Challenges:
1. Print the portion of the passage on support for Israel between "I recently asked" and "range of motivations.", inclusive.
2. Proceed with the passage on support for Israel, picking up right after its last sentence.

I recently asked a number of friends—and members of social-media groups—why they support Israel. The responses I received are as varied and diverse as the supporters themselves.

Israel supporters come in many shapes and forms, and are driven by a wide range of motivations.

Some are Jewish, and have family, historic, or spiritual connections to their ancestral homeland.

Some are Christians, and believe that the Land of Israel is divinely ordained to be the home of the Jewish people.

Some are social liberals, and appreciate Israel’s strong record of protecting minority rights, women’s rights, and LGBT rights.

Some are national-security minded, and believe that a strong U.S. ally in the Middle East supports American strategic interests.

Some are progressives who admire Israel’s egalitarian society, universal healthcare, quality public education, and social safety net.

Some focus on our shared values of liberal democracy, with free and fair elections, a vibrant free press and independent judiciary, and freedom of religion, of speech, and of assembly.

Some appreciate Israel’s cultural pluralism and diversity, its multi-ethnic and multi-hued social mosaic.

Some connect with Israel’s struggle against terrorism and violence, while upholding civil liberties and the rule of law.

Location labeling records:
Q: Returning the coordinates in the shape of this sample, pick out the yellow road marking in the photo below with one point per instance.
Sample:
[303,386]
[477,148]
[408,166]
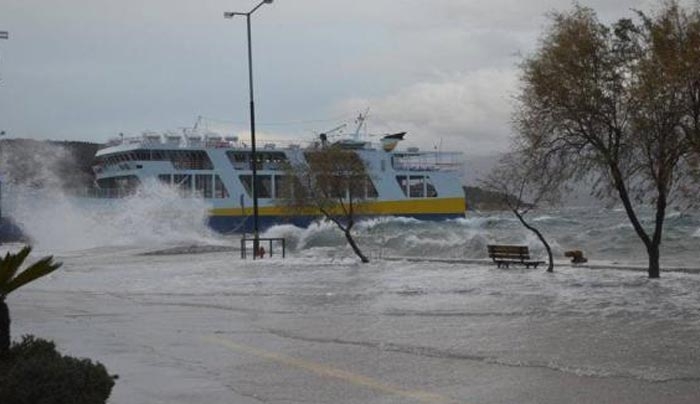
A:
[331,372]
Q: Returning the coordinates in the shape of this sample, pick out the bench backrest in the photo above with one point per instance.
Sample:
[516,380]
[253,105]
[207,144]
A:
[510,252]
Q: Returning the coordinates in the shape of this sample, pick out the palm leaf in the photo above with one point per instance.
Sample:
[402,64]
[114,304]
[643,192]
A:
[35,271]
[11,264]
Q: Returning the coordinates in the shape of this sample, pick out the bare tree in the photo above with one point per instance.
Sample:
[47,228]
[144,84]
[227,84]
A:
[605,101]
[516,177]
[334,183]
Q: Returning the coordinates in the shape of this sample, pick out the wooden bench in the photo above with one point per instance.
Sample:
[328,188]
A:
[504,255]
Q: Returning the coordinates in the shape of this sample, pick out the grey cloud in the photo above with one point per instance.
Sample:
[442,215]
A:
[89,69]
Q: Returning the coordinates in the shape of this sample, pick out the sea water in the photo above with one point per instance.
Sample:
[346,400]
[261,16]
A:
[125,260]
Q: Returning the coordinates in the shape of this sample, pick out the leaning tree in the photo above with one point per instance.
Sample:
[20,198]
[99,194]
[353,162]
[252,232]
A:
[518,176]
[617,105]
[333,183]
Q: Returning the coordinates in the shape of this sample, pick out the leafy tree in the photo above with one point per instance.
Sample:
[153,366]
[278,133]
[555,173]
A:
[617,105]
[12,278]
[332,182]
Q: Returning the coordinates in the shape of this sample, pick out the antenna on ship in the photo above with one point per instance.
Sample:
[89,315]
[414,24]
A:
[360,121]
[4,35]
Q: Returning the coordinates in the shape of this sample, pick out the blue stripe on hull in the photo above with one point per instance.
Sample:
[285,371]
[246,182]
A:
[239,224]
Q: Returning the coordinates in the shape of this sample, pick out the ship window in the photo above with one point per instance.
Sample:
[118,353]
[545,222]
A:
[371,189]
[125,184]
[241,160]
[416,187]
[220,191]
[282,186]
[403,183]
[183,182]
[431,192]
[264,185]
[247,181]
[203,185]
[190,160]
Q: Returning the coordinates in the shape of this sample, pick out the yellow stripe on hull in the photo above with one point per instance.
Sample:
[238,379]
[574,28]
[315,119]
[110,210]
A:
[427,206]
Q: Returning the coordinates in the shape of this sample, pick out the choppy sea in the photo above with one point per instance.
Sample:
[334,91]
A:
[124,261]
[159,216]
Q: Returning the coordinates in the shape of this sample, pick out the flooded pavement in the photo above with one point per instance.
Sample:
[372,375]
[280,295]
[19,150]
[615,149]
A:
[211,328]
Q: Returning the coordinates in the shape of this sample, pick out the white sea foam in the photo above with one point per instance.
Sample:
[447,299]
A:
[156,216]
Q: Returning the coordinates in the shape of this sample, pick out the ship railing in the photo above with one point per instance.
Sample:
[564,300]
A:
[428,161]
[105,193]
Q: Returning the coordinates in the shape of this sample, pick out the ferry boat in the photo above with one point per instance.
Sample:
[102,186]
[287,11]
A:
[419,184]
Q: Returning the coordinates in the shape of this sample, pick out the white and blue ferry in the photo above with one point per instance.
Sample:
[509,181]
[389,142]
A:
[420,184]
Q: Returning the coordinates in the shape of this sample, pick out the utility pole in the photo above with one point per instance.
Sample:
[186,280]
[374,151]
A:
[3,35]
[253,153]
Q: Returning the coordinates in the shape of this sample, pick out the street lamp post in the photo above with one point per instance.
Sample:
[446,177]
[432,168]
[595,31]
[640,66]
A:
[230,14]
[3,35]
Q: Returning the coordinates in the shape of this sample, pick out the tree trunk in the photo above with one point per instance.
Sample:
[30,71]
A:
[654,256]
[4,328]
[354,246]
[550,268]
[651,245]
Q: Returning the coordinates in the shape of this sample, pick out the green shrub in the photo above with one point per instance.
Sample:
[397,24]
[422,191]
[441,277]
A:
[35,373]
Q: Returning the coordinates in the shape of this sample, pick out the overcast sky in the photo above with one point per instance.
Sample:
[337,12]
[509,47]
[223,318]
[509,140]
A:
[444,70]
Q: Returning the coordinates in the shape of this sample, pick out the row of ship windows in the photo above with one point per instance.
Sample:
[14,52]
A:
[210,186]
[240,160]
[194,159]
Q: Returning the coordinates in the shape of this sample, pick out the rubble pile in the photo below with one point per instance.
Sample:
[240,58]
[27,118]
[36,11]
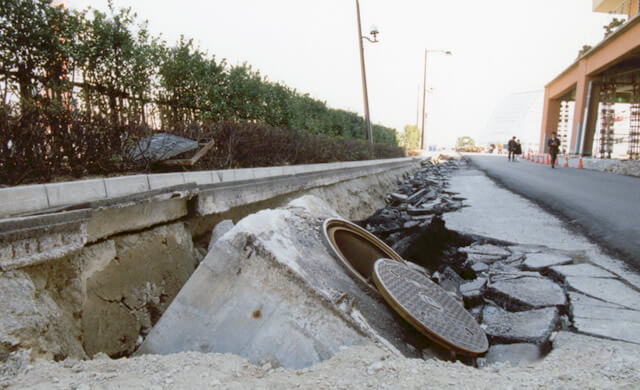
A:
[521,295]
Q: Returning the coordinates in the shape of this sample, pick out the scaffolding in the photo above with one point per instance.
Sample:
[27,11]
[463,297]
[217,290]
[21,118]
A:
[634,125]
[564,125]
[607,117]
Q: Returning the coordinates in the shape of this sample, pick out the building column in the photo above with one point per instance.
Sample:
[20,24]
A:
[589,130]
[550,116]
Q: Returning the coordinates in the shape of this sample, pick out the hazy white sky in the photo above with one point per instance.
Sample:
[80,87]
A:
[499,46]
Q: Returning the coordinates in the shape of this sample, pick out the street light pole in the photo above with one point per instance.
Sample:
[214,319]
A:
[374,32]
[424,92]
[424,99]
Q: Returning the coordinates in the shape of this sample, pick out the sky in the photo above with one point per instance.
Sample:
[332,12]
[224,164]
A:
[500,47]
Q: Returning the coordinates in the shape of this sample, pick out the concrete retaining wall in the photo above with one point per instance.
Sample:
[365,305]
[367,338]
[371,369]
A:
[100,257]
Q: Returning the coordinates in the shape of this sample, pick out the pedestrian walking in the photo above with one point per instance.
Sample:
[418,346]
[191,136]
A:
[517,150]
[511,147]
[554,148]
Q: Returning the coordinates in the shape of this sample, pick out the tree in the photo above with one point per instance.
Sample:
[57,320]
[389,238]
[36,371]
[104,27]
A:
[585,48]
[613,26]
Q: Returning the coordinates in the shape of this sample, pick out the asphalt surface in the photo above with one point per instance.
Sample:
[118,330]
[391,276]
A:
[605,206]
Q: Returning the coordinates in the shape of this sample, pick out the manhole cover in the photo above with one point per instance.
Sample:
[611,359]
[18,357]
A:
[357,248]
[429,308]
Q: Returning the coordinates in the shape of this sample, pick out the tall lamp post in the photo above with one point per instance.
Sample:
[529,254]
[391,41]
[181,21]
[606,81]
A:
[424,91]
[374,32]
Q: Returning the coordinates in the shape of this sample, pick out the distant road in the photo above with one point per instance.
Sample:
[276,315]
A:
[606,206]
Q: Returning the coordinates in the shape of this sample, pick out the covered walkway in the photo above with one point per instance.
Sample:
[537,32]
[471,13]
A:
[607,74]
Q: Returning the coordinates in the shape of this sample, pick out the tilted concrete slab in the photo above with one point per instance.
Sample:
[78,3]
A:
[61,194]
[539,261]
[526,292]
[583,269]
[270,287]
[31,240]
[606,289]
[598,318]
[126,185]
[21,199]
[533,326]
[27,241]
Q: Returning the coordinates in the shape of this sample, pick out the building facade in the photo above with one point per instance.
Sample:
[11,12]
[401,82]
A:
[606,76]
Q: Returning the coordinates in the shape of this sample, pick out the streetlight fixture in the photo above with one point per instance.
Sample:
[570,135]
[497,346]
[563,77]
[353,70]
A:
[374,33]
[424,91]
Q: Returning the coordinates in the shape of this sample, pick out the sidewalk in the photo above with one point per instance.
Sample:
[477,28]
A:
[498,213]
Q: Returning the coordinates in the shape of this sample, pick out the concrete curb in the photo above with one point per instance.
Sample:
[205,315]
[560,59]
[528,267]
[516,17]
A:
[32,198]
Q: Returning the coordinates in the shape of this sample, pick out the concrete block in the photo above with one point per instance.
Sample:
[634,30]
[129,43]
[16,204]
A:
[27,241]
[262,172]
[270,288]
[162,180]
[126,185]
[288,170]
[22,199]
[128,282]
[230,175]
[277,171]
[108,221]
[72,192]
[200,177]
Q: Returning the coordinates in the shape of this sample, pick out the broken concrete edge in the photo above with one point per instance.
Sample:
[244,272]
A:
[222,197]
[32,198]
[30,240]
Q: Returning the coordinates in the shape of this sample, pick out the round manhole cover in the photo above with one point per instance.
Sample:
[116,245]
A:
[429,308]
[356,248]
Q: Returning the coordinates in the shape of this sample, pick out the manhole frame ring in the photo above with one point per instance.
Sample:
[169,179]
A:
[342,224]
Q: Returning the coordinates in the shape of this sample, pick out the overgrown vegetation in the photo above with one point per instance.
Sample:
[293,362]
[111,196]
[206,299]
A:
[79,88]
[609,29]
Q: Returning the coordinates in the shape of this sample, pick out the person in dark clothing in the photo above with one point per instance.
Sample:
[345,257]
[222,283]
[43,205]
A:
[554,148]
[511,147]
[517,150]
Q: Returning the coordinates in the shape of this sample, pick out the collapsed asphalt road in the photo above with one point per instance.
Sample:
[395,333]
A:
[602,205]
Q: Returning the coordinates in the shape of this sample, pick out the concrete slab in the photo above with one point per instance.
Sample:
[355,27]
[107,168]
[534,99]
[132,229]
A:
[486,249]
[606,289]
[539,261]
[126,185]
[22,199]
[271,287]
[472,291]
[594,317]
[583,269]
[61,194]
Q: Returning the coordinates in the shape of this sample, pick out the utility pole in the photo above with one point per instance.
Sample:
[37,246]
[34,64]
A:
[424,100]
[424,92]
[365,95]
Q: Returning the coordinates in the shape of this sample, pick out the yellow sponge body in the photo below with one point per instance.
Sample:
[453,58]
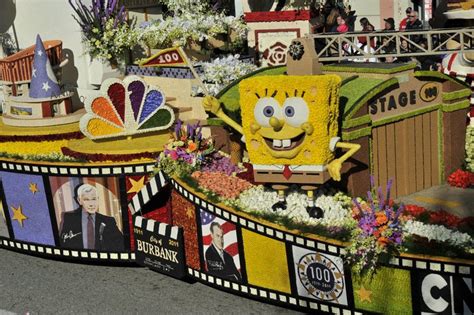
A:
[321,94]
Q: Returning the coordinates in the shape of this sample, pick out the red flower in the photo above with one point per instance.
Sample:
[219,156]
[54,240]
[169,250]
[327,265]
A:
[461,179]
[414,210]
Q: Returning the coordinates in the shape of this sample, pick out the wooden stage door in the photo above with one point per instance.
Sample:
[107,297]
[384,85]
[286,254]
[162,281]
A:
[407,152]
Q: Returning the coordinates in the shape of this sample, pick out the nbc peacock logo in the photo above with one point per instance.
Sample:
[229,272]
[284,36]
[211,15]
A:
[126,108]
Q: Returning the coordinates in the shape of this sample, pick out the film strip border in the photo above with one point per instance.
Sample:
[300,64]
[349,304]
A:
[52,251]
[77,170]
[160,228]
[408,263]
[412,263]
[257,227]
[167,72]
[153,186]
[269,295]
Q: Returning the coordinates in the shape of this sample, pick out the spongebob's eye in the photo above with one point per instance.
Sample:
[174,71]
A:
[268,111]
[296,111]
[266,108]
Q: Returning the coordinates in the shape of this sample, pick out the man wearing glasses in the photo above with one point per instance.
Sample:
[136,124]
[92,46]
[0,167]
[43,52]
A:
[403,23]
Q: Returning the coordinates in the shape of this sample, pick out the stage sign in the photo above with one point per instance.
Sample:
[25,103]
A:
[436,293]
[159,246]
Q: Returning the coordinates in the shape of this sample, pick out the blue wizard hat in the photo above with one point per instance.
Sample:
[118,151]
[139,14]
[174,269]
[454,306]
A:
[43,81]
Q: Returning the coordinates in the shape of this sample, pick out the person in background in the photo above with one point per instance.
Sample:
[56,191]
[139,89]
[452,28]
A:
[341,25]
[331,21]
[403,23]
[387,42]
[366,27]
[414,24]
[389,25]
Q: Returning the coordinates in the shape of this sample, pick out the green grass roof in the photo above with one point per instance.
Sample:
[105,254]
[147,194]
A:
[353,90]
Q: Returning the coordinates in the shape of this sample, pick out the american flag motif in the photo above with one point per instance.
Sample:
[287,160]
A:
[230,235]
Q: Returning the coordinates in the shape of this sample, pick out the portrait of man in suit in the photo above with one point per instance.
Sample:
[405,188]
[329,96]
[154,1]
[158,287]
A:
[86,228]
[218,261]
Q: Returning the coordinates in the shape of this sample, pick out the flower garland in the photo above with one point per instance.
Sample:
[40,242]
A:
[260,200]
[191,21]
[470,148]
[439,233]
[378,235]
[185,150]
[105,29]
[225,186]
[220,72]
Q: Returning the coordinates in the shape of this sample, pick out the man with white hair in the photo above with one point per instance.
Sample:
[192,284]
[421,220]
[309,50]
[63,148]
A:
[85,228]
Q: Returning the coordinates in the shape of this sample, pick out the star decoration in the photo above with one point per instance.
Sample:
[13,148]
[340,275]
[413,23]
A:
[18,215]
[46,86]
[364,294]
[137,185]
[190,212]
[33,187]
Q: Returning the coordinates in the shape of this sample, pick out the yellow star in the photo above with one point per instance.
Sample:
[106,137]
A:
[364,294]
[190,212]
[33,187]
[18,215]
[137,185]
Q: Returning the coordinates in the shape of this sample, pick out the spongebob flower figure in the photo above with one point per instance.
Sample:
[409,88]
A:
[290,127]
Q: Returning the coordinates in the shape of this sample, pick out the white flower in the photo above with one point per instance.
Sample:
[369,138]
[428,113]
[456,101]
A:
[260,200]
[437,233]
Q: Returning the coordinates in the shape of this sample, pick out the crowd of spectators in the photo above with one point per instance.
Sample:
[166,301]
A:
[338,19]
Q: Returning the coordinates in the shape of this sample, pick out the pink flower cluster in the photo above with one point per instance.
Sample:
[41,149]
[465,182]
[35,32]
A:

Exercise responses:
1.
I recently asked a number of friends—and members of social-media groups—why they support Israel. The responses I received are as varied and diverse as the supporters themselves.

Israel supporters come in many shapes and forms, and are driven by a wide range of motivations.

2.
Some are business-oriented and admire Israel’s innovative spirit, resourcefulness, entrepreneurial zeal, and start-up acumen.

Some are environmentalists, who prize Israeli leadership in renewable energy, water conservation, recycling wastewater, planting trees, and protecting wildlife.

Some marvel at the rebirth of an ancient nation, scattered for centuries but maintaining the dream of being reunited with their ancient homeland.

Some are inspired by the existence of a refuge for a long-persecuted people—from the ashes of the Holocaust and the ethnic cleansing in Arab and Muslim countries, to the gulags of the former Soviet Union, famine in Ethiopia, and modern-day European antisemitism.

Some value Israel’s support for victims of an earthquake in Haiti, a typhoon in the Philippines, lost hikers in Nepal, Arab refugees in Greece, Syrians injured in the civil war, and anywhere people are suffering.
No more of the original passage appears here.